_Written exercise_: Rewrite the stretch from the first line below through the line that contains "x=671, y=338", changing "rubber boot" to "wading boot" and leaving everything else as it is. Return only those lines.

_Recorded information_:
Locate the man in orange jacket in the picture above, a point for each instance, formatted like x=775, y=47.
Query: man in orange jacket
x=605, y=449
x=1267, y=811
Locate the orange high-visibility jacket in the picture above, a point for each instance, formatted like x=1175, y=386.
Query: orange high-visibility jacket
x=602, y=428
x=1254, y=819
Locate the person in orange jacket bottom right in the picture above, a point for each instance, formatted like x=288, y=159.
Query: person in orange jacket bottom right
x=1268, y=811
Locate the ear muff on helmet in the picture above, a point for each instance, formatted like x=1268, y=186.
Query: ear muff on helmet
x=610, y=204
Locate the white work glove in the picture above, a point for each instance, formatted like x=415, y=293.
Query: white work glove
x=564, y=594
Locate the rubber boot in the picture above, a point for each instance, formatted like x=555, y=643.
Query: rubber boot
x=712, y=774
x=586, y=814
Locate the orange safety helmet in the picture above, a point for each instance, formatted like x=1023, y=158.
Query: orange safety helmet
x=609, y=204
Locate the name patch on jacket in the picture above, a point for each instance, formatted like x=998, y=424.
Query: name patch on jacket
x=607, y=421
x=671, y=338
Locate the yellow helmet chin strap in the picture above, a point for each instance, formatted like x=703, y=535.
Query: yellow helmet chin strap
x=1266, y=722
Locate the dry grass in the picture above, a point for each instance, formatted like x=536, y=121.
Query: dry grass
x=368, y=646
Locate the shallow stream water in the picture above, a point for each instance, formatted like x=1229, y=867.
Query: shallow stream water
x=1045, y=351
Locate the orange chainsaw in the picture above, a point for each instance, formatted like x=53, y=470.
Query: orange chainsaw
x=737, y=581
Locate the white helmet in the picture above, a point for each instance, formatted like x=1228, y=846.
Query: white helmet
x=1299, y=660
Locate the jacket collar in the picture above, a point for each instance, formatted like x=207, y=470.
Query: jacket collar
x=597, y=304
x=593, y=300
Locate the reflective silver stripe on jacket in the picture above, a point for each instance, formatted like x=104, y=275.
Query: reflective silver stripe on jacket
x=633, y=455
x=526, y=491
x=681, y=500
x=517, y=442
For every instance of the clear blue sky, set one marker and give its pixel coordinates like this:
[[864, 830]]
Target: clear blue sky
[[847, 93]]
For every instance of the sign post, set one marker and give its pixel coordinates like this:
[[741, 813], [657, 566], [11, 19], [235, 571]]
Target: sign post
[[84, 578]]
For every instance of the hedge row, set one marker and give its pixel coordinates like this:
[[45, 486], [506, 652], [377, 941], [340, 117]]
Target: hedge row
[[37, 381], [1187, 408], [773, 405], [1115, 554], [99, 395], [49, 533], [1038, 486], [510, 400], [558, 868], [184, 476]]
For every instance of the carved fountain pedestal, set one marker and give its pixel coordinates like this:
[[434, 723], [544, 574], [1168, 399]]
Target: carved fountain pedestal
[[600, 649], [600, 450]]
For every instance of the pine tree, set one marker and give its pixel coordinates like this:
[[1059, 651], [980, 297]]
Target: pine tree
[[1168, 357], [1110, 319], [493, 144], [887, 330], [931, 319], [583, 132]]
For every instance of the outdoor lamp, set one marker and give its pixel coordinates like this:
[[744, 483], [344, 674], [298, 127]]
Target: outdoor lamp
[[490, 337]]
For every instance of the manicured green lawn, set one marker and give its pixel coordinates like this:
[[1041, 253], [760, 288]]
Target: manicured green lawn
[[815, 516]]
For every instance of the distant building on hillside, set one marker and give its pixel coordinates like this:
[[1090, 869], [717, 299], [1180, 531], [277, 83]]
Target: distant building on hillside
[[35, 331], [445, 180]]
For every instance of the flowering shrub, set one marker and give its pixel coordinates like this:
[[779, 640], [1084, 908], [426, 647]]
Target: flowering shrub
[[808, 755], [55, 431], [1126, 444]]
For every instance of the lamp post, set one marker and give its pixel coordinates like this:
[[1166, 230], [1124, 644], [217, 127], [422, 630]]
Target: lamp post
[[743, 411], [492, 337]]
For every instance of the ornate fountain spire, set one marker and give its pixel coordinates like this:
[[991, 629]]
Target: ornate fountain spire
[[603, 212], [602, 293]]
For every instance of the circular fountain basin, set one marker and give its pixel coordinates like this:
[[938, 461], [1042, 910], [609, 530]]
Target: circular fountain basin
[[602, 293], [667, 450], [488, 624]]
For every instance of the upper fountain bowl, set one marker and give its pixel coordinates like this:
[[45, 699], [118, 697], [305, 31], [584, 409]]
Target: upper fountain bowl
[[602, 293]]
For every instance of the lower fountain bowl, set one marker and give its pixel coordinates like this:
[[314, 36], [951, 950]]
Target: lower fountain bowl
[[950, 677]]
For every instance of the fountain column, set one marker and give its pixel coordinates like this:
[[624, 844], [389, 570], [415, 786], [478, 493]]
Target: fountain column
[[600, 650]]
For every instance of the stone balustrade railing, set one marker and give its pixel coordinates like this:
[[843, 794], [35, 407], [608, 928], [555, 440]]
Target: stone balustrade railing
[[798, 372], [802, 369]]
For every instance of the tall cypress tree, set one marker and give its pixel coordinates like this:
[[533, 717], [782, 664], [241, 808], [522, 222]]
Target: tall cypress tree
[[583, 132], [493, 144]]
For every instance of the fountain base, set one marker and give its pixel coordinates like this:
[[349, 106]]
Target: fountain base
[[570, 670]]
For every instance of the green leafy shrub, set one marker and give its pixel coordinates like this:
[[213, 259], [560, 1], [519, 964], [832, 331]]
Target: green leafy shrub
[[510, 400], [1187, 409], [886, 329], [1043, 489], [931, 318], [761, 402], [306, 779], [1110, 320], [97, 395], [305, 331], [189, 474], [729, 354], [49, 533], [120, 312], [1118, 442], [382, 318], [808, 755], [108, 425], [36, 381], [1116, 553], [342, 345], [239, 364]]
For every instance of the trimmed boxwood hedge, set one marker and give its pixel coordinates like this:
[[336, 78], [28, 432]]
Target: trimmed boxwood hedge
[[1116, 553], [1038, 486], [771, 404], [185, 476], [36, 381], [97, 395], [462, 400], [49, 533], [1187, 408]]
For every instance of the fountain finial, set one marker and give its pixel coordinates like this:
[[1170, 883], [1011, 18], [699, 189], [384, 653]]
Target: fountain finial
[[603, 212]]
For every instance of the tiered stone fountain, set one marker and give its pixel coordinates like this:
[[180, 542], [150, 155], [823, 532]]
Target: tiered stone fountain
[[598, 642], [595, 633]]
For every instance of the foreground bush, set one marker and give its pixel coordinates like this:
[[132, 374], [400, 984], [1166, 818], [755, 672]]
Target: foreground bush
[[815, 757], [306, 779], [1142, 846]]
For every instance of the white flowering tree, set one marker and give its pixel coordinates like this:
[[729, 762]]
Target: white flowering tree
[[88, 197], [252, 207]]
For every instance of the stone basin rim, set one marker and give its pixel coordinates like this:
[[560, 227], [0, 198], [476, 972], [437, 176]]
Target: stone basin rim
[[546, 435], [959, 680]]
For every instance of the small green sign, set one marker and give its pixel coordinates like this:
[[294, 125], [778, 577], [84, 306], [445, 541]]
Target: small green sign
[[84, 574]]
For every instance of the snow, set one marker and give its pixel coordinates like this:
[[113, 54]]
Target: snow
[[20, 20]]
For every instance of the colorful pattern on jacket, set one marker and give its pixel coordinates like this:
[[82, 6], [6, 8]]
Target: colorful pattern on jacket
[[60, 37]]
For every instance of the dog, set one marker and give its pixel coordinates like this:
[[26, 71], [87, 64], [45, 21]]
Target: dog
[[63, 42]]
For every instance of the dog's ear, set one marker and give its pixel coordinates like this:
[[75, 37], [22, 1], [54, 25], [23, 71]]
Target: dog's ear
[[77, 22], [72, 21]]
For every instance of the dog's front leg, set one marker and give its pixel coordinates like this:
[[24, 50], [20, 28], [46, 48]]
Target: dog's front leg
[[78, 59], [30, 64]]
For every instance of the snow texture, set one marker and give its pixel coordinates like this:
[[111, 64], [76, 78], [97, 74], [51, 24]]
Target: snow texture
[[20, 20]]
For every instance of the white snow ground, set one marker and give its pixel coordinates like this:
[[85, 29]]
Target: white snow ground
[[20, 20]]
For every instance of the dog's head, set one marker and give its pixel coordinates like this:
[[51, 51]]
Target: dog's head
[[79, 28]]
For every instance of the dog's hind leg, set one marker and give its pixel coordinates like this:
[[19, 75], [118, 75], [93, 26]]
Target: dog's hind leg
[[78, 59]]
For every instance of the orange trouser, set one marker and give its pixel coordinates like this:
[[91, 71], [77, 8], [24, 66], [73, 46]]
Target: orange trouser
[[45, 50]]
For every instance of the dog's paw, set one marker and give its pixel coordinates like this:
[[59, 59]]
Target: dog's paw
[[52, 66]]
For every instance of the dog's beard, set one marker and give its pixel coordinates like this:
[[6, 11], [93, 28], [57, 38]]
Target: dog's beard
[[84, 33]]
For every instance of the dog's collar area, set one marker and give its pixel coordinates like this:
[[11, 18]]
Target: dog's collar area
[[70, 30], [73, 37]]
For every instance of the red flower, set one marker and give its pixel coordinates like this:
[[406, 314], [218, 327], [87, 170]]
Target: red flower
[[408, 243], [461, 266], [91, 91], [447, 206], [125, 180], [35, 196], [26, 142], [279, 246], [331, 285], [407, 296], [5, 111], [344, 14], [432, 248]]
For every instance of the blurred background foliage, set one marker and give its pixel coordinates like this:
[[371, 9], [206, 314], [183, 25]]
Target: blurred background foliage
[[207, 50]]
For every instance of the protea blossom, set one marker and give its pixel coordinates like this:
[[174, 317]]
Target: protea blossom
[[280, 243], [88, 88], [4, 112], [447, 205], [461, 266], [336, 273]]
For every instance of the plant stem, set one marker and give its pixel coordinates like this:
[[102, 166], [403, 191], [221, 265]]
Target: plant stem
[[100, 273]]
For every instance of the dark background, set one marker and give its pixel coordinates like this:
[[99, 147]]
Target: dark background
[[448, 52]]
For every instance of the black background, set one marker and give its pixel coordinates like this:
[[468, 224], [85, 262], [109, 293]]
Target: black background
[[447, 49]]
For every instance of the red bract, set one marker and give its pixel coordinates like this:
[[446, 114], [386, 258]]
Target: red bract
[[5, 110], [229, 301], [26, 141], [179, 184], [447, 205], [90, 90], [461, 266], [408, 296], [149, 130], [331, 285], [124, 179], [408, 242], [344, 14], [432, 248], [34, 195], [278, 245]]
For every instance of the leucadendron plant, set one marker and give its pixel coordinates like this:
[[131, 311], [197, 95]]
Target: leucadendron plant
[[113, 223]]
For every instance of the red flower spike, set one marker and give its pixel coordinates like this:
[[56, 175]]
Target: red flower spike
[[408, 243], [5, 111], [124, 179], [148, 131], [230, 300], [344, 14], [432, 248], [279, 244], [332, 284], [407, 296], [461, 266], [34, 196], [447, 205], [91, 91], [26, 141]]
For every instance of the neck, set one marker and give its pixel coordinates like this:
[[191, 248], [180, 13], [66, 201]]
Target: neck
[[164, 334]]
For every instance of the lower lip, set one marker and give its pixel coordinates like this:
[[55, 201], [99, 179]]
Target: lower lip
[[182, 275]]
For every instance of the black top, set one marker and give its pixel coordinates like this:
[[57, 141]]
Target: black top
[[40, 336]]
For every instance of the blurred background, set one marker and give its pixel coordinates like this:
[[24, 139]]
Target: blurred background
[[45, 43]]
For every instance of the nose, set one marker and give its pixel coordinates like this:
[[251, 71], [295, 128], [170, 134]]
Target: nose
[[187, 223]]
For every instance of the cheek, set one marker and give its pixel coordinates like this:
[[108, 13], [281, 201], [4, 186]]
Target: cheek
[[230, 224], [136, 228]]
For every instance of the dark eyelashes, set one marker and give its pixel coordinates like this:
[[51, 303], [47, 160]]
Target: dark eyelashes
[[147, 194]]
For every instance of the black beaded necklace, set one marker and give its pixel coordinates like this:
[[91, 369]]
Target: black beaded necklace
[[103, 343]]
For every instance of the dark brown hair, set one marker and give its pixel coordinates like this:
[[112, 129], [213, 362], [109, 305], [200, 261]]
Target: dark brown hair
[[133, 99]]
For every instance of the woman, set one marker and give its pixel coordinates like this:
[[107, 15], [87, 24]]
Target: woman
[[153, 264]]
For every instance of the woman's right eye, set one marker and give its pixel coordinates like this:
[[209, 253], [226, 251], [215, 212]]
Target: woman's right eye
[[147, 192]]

_Answer to the task_:
Locate the man in orange jacket in the picture above, a point for each instance, formatted like x=775, y=47.
Query: man in orange jacket
x=605, y=449
x=1267, y=811
Locate the orange high-visibility jacket in the picture above, a point for each instance, formatted like x=1175, y=386.
Query: orange high-visibility jacket
x=602, y=428
x=1254, y=819
Locate the person in orange jacket bottom right in the picture above, a point for each instance, formatted like x=288, y=159.
Query: person in orange jacket bottom right
x=1268, y=811
Locate the ear muff on helmet in the picture above, a point for each instance, formatted like x=1268, y=186.
Query: ear muff on helmet
x=610, y=204
Locate the white work glove in the picture above, a point for each instance, formatted like x=415, y=293.
Query: white work glove
x=564, y=594
Locate the wading boot in the picture above, a point for each instance, formatted like x=555, y=643.
Query: wading boot
x=712, y=774
x=586, y=814
Locate the orange safety helmet in the picture above, a point for each instance, formatted like x=1023, y=158.
Query: orange safety helmet
x=609, y=204
Locate the name patch on jacket in the picture above, a point for each instance, formatted like x=998, y=424.
Query: name patch on jacket
x=607, y=421
x=671, y=338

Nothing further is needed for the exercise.